[Dataset entries]

---+---

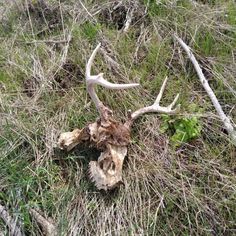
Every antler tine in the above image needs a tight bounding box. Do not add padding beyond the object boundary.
[127,77,180,126]
[85,43,139,117]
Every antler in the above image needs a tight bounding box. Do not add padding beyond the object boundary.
[86,43,139,118]
[126,77,180,126]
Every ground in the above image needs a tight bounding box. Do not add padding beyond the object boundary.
[0,0,236,235]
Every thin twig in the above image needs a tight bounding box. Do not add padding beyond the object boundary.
[0,204,24,236]
[18,39,69,44]
[123,8,134,33]
[174,35,236,145]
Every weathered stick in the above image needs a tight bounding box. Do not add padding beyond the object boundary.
[29,209,58,236]
[0,204,24,236]
[174,35,236,145]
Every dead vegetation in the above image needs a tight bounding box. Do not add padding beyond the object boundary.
[0,0,236,235]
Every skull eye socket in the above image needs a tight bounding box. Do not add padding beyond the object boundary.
[99,161,103,170]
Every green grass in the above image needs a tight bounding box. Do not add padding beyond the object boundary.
[0,0,236,235]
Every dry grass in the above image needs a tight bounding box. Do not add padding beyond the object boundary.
[0,0,236,235]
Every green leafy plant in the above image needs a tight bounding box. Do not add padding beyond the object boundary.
[161,115,202,147]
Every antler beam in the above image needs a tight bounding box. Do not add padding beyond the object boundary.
[86,43,139,118]
[128,77,180,126]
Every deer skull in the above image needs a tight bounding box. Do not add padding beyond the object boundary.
[58,44,179,190]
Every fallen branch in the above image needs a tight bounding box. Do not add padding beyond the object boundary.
[0,204,24,236]
[29,209,57,236]
[174,35,236,145]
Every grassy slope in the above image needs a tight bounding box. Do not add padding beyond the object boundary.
[0,0,236,235]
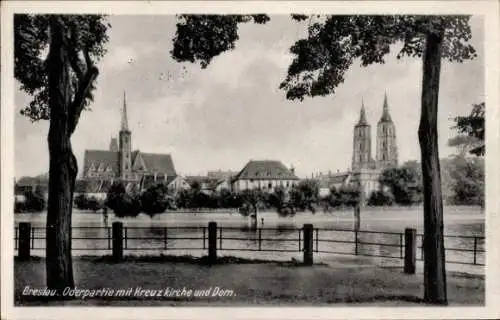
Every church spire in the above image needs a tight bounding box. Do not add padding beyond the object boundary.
[121,91,129,131]
[358,98,368,126]
[380,92,392,122]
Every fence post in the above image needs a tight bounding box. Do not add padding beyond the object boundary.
[17,222,31,260]
[404,228,417,274]
[208,221,217,263]
[302,223,313,266]
[474,237,477,264]
[112,221,123,260]
[354,230,358,256]
[259,227,262,251]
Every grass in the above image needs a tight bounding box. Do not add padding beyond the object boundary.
[14,256,485,306]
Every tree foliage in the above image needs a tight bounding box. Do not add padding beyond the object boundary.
[171,15,476,100]
[106,182,141,217]
[14,14,110,121]
[172,15,476,304]
[443,155,485,206]
[290,179,319,213]
[380,161,423,205]
[448,102,486,156]
[140,183,173,217]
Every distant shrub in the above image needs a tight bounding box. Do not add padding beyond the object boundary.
[14,189,47,213]
[106,182,141,218]
[368,190,394,206]
[140,184,173,216]
[74,194,104,212]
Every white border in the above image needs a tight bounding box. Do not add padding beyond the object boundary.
[0,0,500,319]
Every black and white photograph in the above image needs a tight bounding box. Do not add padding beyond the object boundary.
[1,1,500,319]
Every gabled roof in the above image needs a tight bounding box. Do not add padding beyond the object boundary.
[16,176,49,187]
[83,150,119,172]
[83,150,177,176]
[141,152,177,176]
[328,173,350,184]
[234,160,299,180]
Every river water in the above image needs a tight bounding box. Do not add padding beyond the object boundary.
[15,206,485,273]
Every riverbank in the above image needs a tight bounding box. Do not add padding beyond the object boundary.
[14,257,485,306]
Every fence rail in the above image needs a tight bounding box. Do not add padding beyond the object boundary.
[14,222,485,270]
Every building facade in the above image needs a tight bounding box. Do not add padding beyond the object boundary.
[318,94,398,204]
[82,94,177,192]
[231,160,299,192]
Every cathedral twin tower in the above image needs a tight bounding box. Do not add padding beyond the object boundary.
[352,94,398,171]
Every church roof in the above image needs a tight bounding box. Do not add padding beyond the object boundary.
[235,160,299,180]
[83,150,176,176]
[83,150,119,172]
[138,151,177,176]
[379,93,392,122]
[121,92,129,131]
[356,100,369,126]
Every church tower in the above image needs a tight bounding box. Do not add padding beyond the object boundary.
[377,93,398,169]
[352,101,372,170]
[118,92,132,179]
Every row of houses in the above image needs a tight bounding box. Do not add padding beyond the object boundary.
[15,160,299,200]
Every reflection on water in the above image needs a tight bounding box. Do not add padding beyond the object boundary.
[15,207,485,272]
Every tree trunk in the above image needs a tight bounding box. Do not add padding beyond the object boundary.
[46,16,78,298]
[418,33,447,304]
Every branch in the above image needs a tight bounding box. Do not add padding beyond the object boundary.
[69,50,99,134]
[68,50,84,81]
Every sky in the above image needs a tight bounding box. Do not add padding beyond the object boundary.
[14,15,485,177]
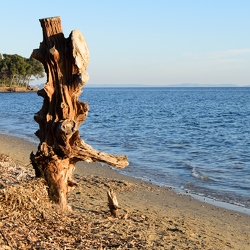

---+---

• [Task to carry out]
Copy the listing above word for word, from the line with "Every fence rail" up to and including the line with "[118,92,132,179]".

• [Response to this exercise]
Every fence rail in the above image needs a tight bounding box. Do not add padding beyond the object boundary.
[14,222,485,270]
Every building facade in the above image needs a tight bounding box. Do not add padding beyond the object boundary.
[318,94,398,204]
[82,94,177,192]
[231,160,299,192]
Every cathedral twin tower in the above image needs a tight bounding box. Do not add padding beyond the object boundary.
[352,94,398,171]
Every church roof in the above image needs a tight bounding box. Do not add padding beyond the object boundary.
[235,160,299,180]
[83,150,176,176]
[83,150,119,172]
[138,151,177,176]
[379,93,392,122]
[121,92,129,131]
[356,100,369,126]
Every church tower in the above image needs a tight bounding box. Do not add padding beyond the object boundary.
[377,93,398,169]
[352,101,372,170]
[118,92,132,179]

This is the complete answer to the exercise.